• [Exercise objective] Output only the lines of the entries that follow, starting at the one with "stone pedestal, one" and running down to the one with "Task: list a point for each instance of the stone monkey", both included and unchanged.

• [Data section]
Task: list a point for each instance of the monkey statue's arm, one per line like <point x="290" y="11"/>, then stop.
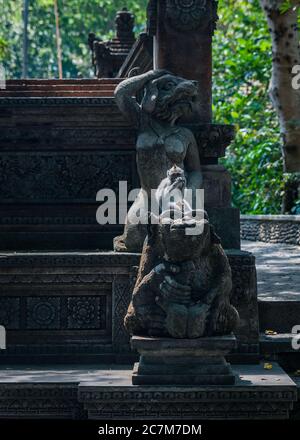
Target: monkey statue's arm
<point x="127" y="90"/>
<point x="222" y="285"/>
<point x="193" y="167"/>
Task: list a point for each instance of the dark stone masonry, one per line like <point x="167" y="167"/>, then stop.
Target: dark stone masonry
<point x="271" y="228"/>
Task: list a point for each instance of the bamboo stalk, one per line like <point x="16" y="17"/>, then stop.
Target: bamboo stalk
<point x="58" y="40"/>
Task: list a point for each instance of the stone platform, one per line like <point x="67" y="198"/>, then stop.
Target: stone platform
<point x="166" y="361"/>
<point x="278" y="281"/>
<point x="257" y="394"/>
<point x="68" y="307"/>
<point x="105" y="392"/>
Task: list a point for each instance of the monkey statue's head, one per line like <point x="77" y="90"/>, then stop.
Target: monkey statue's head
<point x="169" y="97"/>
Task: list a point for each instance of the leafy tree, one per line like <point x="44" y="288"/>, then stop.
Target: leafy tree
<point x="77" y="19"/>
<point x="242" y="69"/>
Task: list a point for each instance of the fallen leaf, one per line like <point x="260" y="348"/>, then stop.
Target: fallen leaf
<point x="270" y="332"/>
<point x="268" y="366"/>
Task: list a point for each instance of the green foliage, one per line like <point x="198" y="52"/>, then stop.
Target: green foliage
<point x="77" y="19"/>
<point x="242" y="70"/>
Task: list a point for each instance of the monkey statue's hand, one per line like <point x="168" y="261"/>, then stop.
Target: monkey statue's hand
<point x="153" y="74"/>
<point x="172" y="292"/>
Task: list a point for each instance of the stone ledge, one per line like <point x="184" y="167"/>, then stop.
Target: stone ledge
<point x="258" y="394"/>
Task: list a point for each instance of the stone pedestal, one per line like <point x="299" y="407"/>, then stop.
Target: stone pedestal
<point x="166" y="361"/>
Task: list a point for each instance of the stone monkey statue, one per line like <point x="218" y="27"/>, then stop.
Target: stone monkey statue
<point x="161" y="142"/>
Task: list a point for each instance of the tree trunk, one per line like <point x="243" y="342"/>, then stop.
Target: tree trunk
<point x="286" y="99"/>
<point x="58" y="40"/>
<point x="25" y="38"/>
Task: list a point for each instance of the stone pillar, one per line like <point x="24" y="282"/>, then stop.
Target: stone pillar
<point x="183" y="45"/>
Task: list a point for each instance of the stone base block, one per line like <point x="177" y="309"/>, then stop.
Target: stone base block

* * *

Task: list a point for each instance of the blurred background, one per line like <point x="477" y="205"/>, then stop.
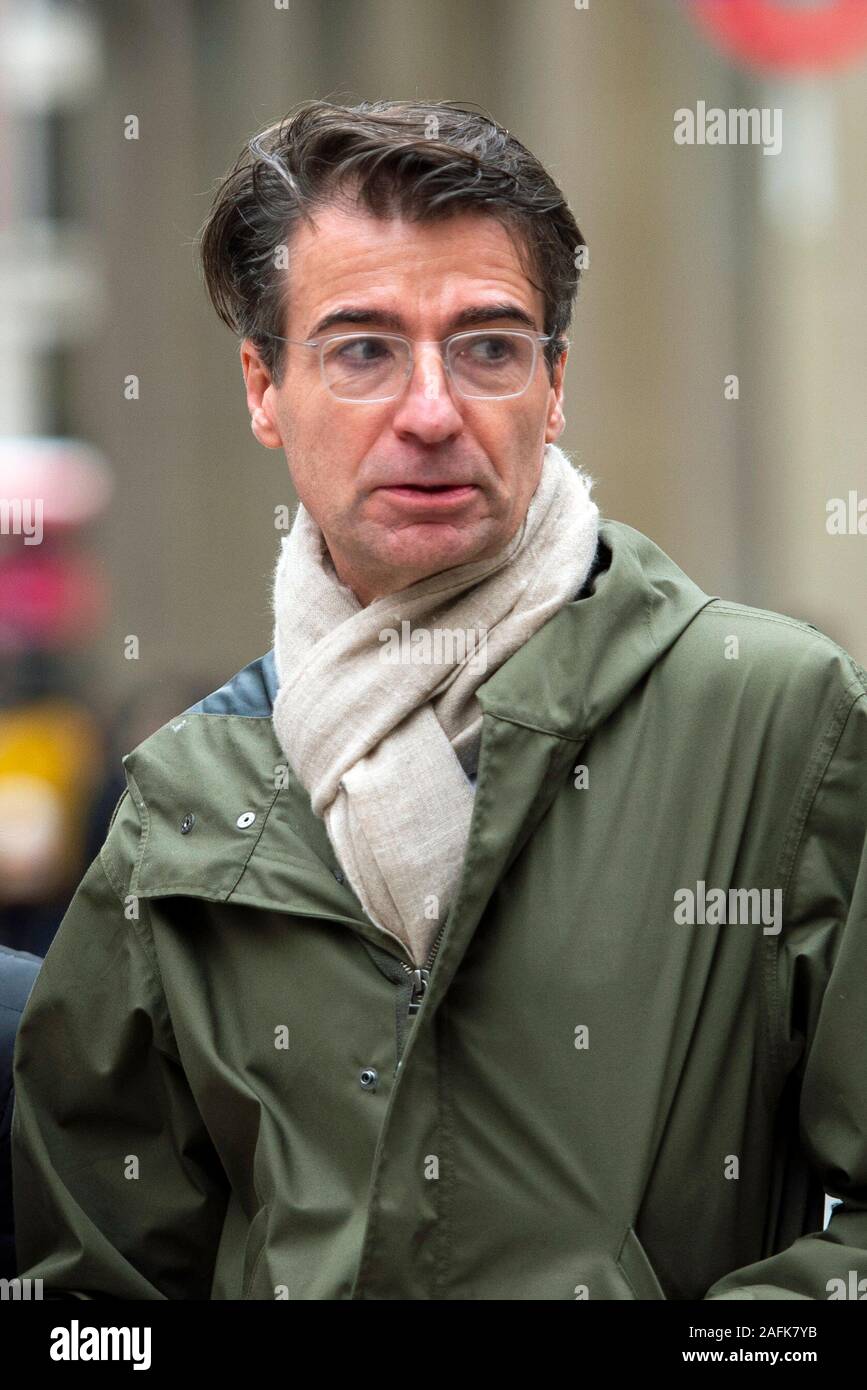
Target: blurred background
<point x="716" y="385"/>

==

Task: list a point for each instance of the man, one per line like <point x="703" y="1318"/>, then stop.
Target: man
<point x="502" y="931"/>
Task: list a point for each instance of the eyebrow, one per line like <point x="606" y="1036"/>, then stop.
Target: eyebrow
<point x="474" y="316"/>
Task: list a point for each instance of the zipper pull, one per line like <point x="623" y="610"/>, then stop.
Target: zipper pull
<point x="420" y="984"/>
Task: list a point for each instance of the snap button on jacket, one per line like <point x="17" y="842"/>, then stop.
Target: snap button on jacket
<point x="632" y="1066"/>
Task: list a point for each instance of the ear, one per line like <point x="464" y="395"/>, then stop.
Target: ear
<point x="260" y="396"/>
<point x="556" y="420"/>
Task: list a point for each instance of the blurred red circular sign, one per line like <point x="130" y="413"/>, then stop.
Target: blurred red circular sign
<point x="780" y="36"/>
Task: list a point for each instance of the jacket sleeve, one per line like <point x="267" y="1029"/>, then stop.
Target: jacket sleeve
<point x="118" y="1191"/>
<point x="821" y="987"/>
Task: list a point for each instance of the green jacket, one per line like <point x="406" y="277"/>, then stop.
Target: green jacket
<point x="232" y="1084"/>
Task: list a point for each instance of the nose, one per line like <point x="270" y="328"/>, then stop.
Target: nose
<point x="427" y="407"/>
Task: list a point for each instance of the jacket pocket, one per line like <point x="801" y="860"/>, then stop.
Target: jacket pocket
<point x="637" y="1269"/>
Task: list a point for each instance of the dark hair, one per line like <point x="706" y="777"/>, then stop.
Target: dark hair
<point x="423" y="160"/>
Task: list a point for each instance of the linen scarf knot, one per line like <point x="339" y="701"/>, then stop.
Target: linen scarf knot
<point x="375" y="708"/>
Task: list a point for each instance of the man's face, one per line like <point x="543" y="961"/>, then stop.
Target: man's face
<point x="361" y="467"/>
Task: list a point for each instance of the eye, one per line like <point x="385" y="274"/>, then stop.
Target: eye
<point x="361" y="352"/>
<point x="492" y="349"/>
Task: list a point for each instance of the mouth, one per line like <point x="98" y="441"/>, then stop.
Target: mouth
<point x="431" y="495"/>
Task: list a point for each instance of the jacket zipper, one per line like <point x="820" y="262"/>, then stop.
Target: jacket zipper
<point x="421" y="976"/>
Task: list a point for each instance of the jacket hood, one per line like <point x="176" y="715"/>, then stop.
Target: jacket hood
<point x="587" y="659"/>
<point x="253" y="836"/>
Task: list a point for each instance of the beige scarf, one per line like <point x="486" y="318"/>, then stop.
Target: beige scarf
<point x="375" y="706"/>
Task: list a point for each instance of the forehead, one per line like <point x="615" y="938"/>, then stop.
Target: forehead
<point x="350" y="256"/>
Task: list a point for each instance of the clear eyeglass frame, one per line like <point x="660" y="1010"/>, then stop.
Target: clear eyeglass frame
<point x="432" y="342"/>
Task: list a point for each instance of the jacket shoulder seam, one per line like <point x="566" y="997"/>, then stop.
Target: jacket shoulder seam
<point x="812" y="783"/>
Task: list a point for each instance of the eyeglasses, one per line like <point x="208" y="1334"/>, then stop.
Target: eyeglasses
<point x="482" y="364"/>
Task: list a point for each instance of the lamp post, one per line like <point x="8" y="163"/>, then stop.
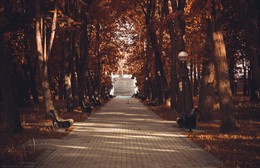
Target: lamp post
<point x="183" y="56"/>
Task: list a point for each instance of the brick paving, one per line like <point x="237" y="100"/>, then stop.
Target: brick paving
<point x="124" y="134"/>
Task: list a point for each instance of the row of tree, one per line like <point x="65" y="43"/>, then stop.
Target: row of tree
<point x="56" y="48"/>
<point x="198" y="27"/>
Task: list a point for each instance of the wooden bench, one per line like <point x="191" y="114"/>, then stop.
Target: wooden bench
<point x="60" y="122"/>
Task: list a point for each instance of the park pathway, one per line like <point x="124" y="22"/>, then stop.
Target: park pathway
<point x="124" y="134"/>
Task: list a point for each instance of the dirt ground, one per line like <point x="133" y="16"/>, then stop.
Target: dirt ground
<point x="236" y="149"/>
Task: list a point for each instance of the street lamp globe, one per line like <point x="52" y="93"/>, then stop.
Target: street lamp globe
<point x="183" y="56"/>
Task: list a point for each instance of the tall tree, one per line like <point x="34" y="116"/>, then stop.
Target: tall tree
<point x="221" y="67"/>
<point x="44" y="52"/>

• [Exercise response]
Task: list a point for each instance of the stone pedestal, one per line like <point x="299" y="407"/>, then stop.
Target: stone pedestal
<point x="166" y="361"/>
Task: list a point for each instance of the stone monkey statue, one per line like <point x="218" y="27"/>, then stop.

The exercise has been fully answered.